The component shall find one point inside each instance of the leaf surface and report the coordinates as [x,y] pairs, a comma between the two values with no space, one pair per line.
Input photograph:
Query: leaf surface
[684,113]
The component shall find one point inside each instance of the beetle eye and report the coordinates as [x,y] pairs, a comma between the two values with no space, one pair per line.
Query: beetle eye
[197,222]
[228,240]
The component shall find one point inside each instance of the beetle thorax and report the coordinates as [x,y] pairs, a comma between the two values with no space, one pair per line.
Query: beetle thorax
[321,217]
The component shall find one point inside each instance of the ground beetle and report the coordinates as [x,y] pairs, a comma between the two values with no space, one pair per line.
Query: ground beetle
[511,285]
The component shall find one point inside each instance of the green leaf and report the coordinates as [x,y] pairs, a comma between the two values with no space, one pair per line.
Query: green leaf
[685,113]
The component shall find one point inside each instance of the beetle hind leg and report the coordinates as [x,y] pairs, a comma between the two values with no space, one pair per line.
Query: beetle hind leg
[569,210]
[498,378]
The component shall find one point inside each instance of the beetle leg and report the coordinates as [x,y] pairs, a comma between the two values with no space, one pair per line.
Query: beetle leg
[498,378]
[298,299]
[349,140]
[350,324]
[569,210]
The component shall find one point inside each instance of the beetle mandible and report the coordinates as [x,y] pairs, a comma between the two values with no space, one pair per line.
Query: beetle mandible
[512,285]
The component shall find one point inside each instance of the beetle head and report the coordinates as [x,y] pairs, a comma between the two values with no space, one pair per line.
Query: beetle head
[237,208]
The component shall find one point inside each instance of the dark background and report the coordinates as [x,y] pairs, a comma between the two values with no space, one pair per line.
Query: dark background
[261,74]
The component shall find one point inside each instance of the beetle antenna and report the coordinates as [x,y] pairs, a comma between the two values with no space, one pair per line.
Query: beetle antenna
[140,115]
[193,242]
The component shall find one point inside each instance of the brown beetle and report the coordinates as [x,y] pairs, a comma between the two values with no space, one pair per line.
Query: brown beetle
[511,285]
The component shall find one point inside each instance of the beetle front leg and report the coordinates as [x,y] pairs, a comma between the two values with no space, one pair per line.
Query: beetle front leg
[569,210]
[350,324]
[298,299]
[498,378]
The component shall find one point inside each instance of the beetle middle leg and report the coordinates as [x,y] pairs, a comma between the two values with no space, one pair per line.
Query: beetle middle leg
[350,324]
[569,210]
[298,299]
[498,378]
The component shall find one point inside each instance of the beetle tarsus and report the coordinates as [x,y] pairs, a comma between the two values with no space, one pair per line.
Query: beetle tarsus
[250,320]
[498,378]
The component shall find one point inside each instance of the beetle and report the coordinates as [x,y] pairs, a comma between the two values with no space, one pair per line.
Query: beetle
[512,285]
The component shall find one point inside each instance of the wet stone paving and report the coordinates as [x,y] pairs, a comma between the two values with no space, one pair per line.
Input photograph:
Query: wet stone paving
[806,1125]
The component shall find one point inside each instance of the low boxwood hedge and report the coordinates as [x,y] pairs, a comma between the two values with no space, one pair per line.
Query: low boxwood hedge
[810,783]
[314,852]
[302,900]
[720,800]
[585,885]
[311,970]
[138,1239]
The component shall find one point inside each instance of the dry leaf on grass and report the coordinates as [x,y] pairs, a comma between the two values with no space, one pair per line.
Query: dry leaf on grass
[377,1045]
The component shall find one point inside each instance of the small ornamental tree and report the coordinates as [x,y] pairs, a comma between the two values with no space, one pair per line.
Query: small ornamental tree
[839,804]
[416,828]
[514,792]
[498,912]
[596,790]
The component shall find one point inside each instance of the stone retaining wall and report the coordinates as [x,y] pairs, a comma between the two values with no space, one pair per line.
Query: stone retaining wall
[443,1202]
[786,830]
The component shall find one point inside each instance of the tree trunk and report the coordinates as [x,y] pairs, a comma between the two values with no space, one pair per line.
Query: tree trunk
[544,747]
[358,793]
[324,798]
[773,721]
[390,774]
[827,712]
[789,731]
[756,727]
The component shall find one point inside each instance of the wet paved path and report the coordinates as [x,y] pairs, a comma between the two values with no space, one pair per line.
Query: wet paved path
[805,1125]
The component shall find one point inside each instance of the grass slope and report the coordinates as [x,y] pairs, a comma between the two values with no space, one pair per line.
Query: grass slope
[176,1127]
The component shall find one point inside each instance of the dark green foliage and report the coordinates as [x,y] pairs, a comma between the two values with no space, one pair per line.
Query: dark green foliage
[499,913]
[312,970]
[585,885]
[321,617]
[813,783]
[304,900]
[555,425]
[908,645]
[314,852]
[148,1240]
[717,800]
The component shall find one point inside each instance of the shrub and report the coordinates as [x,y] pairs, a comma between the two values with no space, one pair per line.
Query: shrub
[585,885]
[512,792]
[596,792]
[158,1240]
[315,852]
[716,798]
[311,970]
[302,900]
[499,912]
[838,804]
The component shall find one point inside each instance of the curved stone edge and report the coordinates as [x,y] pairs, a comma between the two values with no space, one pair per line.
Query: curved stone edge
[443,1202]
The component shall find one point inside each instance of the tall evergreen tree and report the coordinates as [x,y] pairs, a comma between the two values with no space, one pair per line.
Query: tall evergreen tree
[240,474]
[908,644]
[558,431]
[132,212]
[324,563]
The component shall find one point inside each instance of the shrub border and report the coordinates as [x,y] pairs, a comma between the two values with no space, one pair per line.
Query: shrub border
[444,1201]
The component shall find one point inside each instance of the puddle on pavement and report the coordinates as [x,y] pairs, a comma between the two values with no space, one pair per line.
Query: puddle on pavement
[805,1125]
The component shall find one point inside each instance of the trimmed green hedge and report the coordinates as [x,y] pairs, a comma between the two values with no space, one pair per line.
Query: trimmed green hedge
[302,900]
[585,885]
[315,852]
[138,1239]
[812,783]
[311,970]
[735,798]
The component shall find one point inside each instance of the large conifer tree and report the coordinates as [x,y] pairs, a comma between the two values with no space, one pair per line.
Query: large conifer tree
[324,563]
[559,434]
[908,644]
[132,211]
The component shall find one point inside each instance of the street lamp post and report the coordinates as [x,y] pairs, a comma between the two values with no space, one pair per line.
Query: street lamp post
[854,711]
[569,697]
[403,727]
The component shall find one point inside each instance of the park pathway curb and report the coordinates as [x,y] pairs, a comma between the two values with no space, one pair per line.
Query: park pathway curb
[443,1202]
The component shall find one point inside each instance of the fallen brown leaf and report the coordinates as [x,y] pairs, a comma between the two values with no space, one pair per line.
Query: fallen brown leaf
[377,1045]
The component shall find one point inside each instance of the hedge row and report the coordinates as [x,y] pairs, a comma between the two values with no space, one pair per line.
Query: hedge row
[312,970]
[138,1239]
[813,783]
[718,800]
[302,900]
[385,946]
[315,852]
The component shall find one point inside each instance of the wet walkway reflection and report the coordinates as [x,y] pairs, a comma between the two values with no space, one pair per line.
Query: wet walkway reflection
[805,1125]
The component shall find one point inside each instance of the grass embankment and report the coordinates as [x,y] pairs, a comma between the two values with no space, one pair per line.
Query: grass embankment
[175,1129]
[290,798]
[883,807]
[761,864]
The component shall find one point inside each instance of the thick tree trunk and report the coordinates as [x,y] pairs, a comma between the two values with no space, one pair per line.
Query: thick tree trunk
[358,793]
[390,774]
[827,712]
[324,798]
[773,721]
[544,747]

.....

▶ **EXERCISE OBJECTIVE**:
Find the line that contains "the wet walkway". Repeat it and every line after it, exactly as written, up to and including the last line of the records above.

▶ **ANSWER TO THIS EXERCISE**:
The component shall find one point inside each instance of the wet walkway reflection and report the coordinates as [x,y] pairs, a comma between the two values with no space, one pair per line.
Query: wet walkway reflection
[805,1125]
The component shall find one point inside each instance of the grass embankment and report the coordinates as [x,y] pairs, a comma between the two values with no space, one pair per line.
Query: grass embankment
[175,1129]
[290,798]
[883,807]
[761,864]
The component shall find one point inside each instance of the thick tree trunk and report the coordinates as [x,y] pairs, a comma between the two values with no space, one pair per line.
Query: thick tree trunk
[358,793]
[390,774]
[827,712]
[324,798]
[773,721]
[544,747]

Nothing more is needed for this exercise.